> _Testo fornito_:
————————
Gli italiani la mattina del 24 ottobre |
“A
Tribil – prosegue la narrazione di Denti – di sotto un ospedale
da campo sgombra in tutta fretta. Nelle prime ore del pomeriggio
arriviamo al bivio di S. Leonardo ove troviamo truppe di varie
brigate e generali. Si sosta. Il generale Negro di Lamporo
(comandante la 19ª divisione) e il colonnello Della Croce mi
accompagnano un po' indietro, verso la chiesetta di S. Nicolò mi
indicano il posto ove stendere i miei uomini (circa 200 fra 261° e
262°). Incendi nelle valli Judrio e Natisone. Combattimenti sul
Korada. Naturalmente la trincea esistente, che fa fronte alla valle
Judrio, non serve, e gli uomini si creano piccoli ripari individuali
e possono fronteggiare attacchi provenienti dalla strada, cioè da
nord-est, nord e nord-ovest. Metto anche posti di osservazione sul
versante Judrio. Mitragliatrici Fiat senza munizioni. S. Etienne sul
cocuzzolo. A sera torna il generale e il colonnello. Ci assicurano
che nella notte ci avrebbero mandato viveri e munizioni. Notte di
vigilanza. Alcuni ufficiali (cap. Nuovo, ten. Patruno e altri)
ritenendo che ormai fosse impossibile resistere in quella posizione,
mi abbandonano. Mando Zucchi al Com. di reggimento (alle 2 ant.) e
ritorna dicendomi di averlo trovato un trecento metri dietro, in un
camminamento coperto. Una seconda volta mando un portaordini. Poi non
fu trovato più”.
————————
> _Materiale estratto_:
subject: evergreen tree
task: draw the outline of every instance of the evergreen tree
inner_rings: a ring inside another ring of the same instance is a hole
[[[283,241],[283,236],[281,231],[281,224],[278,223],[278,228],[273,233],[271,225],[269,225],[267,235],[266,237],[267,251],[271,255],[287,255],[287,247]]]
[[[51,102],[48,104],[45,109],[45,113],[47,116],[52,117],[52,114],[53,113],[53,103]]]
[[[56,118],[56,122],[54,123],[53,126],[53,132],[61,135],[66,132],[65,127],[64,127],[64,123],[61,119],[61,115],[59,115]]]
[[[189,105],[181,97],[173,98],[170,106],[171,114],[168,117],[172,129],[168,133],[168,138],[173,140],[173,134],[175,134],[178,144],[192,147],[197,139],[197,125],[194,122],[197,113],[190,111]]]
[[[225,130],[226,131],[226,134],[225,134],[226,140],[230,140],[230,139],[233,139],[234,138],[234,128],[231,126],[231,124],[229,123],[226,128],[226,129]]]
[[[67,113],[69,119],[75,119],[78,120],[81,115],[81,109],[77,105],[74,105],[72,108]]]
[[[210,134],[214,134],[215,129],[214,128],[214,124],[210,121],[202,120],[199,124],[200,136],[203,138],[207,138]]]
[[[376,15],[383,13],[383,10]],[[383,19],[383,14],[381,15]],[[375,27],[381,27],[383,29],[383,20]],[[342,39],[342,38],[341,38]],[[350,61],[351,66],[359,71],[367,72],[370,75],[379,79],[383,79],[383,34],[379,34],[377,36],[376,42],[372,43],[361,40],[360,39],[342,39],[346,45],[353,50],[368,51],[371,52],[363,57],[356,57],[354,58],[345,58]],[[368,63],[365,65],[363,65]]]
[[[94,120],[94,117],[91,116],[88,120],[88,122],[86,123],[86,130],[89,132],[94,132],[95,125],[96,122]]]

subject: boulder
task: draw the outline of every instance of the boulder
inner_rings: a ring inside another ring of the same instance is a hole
————————
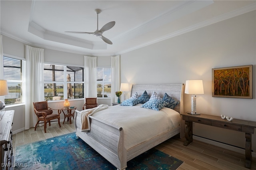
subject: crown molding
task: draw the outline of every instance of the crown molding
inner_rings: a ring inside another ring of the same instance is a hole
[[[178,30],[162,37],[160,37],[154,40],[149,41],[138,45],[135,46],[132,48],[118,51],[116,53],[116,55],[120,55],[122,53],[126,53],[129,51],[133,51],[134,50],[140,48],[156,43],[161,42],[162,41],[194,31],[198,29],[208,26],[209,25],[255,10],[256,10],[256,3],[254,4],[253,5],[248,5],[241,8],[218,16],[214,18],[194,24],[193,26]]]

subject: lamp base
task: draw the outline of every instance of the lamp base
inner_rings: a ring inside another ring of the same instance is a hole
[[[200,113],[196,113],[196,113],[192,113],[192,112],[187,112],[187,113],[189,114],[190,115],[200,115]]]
————————
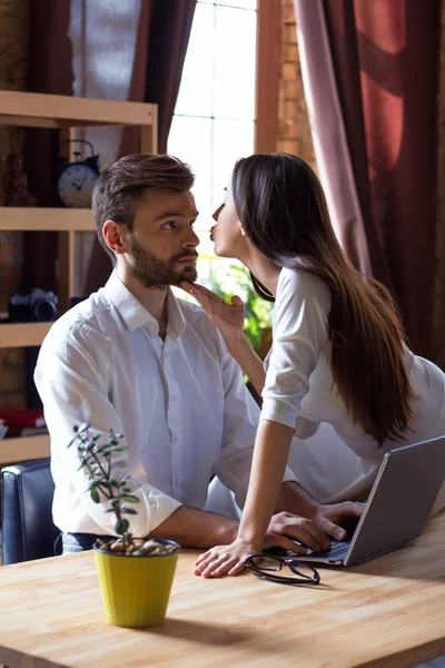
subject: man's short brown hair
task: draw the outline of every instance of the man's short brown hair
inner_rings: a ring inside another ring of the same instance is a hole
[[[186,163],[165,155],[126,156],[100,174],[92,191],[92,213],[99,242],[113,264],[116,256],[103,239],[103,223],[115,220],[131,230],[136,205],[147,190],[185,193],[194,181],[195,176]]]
————————
> _Esercizi da svolgere_:
- 1) Indica se ciascuna affermazione concorda con il testo fornito, rispondendo sì o no e citando le parole decisive: (a) al bivio di S. Leonardo si trovano truppe di varie brigate; (b) le mitragliatrici Fiat disponevano di munizioni; (c) il generale e il colonnello promettono viveri e munizioni per la notte.
- 2) Elenca tutti gli ufficiali che nel testo fornito sono nominati insieme al loro grado.
- 3) Prosegui il racconto di Denti dal punto in cui si interrompe il testo fornito.
Il materiale proviene da un'altra fonte.

> _Risultati in ordine_:
- 1)
(a) Sì: "arriviamo al bivio di S. Leonardo ove troviamo truppe di varie brigate e generali".
(b) No: "Mitragliatrici Fiat senza munizioni".
(c) Sì: "Ci assicurano che nella notte ci avrebbero mandato viveri e munizioni".

- 2) Generale Negro di Lamporo, colonnello Della Croce, capitano Nuovo, tenente Patruno.

- 3)
Arriva
il 27 ottobre. “Verso le 2 arriva il maggiore Giardina (261°) con
circa 400, compresi due ufficiali e pochi soldati del mio reggimento
(Montanari); lo aiuto a disporli prolungando la mia destra, giù per
la valle Judrio, allo scopo di prendere collegamento con la brigata
Napoli (75°-76°). Già l'avevo cercato io tale collegamento, per
ordine del Com. di Divisione, ma inutilmente. Nemmeno il magg.
Giardina riesce a trovarlo. Avevo saputo da un aiutante di battaglia
della brigata Napoli venuto circa a mezzanotte, che pochi e piccoli
nuclei della stessa si trovavano quasi alle nostre spalle, giù quasi
al fondo valle Judrio, a un paio d'ore di cammino. Un camion (ore
4-5) ci aveva portato casse di galletta e scatolette e bombe a mano e
filo di ferro che è subito messo in opera dal ten. Faulisi sulla
strada. Alle ore 6,30 circa, colla prima luce, il ten. Casati e
Zucchi mi segnalano truppa nemica che si avanza verso di noi sulla
strada. Ordino il fuoco a cui rispondono numerose mitragliatrici
nemiche e piccoli cannoni che seguivano i reparti d'assalto. Tutti a
posto. Già ritirati i posti d'osservazione. Ma il nostro fuoco di
fucileria è debole per scarsità di munizioni. Nutrito è invece, ma
per breve tempo, quello della sez.. S. Etienne (tenenti Gai e Gamba).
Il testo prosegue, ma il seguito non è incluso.